Camp Veritas Offers Faith, Fun for Youths, Staff


Matt Tarace returned to Camp Veritas for a second year because he felt at home the first time with campers and staff at Camp Lakota in Sullivan County. A parishioner of St. Mary’s in Washingtonville, he was one of 225 campers and 85 staffers present Aug. 14-20.

“So far, it’s really been an enlightening time because of all the people here,” the 13-year-old told CNY. “They worship the same God and bring knowledge you may not have learned before.

“I hope to really grow in my faith, have a lot of fun and make some new friends.”

Matt was at the lake for activities such as swimming, kayaking, paddle boarding and beach volleyball with other campers and staffers, including first-time counselor Paul Grasso, who once was a camper.

“Coming in, I was worried I wasn’t going to have the same experience I did as a camper,” said Grasso, 20, a parishioner of St. John the Evangelist in Goshen. “As a camper, you’re doing all the activities and you get to experience it. You’re still doing all the same things as a counselor, but you get to lead them now.

“I hope I can see something in my campers that I’ve never seen before. What I pray is that my campers open up to God, and they have a similar experience to what I had. I hope they come closer to the Lord, and I hope to lead these kids to the Lord.”

Camp Veritas offers a mix of faith and fun. A typical day begins with prayer, testimony and breakfast; continues in late morning and afternoon around lunch with activities such as laser tag, basketball, dodgeball, kickball and a climbing wall. Campers and staff enjoy a snack and free time before attending Mass. After Mass, there is dinner, adoration, free time and a rosary.

Each talk and Mass homily had a theme to it. Father John Wilson, parochial vicar of St. Kateri Tekakwitha, celebrated Mass one day and discussed the significance of Jesus’ death on the cross. He also spoke of Jesus’ suffering, not only physical pain he experienced, but rejection from being judged falsely, betrayed and abandoned.

“He wants to help us understand what a great gift His cross was for us,” said Father Wilson in his homily.

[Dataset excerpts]
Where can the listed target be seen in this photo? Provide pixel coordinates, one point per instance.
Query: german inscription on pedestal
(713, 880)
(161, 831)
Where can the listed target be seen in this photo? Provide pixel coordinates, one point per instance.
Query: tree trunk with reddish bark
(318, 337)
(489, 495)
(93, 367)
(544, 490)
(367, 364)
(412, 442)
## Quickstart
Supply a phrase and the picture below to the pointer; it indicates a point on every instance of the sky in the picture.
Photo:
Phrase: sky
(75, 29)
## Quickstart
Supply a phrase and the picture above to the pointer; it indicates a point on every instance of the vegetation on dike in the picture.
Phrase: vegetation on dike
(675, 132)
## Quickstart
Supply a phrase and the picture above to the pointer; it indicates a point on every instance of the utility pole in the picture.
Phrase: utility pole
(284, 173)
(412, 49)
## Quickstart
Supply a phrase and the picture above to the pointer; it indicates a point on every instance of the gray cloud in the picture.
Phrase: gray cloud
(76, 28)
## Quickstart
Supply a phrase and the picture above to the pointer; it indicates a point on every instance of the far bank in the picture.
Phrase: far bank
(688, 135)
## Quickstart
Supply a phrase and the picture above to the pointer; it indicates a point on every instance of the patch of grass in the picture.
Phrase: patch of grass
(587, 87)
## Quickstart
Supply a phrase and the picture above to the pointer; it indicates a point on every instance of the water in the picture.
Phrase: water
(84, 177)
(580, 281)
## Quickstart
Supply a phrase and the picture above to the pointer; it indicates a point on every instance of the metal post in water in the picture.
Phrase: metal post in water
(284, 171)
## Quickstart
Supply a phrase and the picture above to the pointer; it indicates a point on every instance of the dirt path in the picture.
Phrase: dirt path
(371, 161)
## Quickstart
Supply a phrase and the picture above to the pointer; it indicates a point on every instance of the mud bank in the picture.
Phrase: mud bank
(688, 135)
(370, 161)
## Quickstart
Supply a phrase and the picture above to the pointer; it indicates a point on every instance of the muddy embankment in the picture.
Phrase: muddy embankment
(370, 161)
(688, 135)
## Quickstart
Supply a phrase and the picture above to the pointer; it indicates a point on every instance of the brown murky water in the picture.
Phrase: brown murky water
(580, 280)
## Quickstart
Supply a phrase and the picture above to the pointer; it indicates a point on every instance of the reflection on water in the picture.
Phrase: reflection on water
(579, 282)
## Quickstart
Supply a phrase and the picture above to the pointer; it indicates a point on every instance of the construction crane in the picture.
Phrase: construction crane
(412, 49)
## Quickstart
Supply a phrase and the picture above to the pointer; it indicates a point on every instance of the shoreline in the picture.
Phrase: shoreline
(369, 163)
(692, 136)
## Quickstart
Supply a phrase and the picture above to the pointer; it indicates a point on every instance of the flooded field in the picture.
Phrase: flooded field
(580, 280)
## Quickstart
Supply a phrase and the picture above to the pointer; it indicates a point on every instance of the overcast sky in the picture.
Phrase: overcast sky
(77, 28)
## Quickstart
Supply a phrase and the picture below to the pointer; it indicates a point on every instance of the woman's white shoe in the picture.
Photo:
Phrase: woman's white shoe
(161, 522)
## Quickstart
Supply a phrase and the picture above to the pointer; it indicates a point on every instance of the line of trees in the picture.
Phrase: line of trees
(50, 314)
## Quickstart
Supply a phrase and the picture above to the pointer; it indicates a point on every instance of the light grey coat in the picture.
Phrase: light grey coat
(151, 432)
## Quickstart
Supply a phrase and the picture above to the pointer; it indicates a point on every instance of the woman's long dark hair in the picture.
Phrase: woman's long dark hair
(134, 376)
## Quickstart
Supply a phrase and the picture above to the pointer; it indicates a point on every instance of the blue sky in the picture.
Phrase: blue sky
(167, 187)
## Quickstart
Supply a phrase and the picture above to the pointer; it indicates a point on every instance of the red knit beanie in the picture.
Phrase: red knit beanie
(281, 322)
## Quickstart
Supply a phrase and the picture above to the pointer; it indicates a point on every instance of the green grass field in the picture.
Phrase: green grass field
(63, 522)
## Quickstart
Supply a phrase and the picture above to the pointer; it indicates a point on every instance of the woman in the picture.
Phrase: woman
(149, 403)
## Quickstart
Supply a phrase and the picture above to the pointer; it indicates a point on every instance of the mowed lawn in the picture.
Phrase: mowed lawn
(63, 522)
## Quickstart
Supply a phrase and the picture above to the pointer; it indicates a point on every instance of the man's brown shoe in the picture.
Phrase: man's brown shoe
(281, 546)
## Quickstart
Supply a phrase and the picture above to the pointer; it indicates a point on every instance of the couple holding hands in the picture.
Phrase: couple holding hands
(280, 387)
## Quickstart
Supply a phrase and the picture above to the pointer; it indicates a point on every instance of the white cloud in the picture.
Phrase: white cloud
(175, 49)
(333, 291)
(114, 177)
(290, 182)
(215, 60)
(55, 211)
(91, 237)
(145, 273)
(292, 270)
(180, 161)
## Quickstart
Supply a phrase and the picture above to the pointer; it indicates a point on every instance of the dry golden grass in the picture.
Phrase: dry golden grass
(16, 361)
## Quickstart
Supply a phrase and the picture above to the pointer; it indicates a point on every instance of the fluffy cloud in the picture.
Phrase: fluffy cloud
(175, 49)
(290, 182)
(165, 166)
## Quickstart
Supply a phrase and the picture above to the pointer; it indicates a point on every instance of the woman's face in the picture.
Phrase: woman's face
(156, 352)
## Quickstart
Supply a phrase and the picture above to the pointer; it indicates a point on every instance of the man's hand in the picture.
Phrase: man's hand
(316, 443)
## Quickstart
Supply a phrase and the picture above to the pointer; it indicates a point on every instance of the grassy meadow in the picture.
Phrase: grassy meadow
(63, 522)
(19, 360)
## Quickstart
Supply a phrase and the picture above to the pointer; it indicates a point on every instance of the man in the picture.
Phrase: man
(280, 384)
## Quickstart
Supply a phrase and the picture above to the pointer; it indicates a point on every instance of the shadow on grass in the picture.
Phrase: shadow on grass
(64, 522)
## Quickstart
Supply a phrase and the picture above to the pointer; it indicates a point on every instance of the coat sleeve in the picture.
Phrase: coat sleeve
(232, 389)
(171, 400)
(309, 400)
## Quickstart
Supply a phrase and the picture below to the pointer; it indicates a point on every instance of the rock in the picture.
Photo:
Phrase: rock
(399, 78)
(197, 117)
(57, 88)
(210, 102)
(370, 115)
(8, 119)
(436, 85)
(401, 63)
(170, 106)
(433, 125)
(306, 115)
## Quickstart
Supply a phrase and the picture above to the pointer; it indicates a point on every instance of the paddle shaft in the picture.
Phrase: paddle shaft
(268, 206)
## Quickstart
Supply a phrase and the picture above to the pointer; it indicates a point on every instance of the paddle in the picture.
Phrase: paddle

Problem 1 →
Rewrite the stretch of the Camp Veritas article from "Camp Veritas Offers Faith, Fun" through "present Aug. 14-20.", putting "Orange County" in place of "Sullivan County".
Problem 2 →
Extend the Camp Veritas article beyond its last sentence.

Response 1 →
Camp Veritas Offers Faith, Fun for Youths, Staff


Matt Tarace returned to Camp Veritas for a second year because he felt at home the first time with campers and staff at Camp Lakota in Orange County. A parishioner of St. Mary’s in Washingtonville, he was one of 225 campers and 85 staffers present Aug. 14-20.

Response 2 →
“There is one thing in the whole universe that’s most powerful than what Jesus suffered and that’s the love that was still in His heart as He was suffering.”

Elizabeth Young, co-founder of Camp Veritas along with her husband Ryan, said enrollment was up 35 percent at this year’s five camps compared to 2021, but was still just 60 percent of what it was before the Covid-19 pandemic.

Camp Lakota, for kids in grades 7 to 9, was the final session of the summer for Camp Veritas. Camps also were held in Ireland, Maryland, Florida and at Lake Champion in Sullivan County, where 330 campers in grades 10 to 12 and 95 staffers participated. Cardinal Dolan visited Aug. 12.

“We could not have asked for a better summer,” Mrs. Young said. “We’ve had blessing after blessing, and I dare say miracle after miracle from these camps. These children have been so enjoyable this year coming in ready for the graces that are poured on them here through Christ.”

Felicity Motyl and Grace Mirenda, first-year campers, are each 15-year-old parishioners of St. Joseph’s in Downingtown, Pa., who gave high praise for adoration.

“Adoration is such a special and peaceful time,” Grace said.

Felicity said she was planning to share her experience at Camp Veritas with family and friends when she returned home. “I’m going to tell them I loved it,” she said. “It was a great experience with Jesus and the Lord. All the people are great and the activities are super fun. I’ll tell them and see if they want to come. Hopefully they will.”